**Description of the task:**
Could you retype all of the data below, keeping every line identical?

_ _ _ _

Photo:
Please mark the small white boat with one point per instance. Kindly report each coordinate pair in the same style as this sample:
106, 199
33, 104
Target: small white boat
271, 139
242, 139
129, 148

_ _ _ _

**Problem solution:**
Photo:
Please mark the small white boat with one point per instance. Kindly report each coordinate pair in the same style as this sample:
106, 199
33, 104
Target: small white boat
271, 139
242, 139
129, 148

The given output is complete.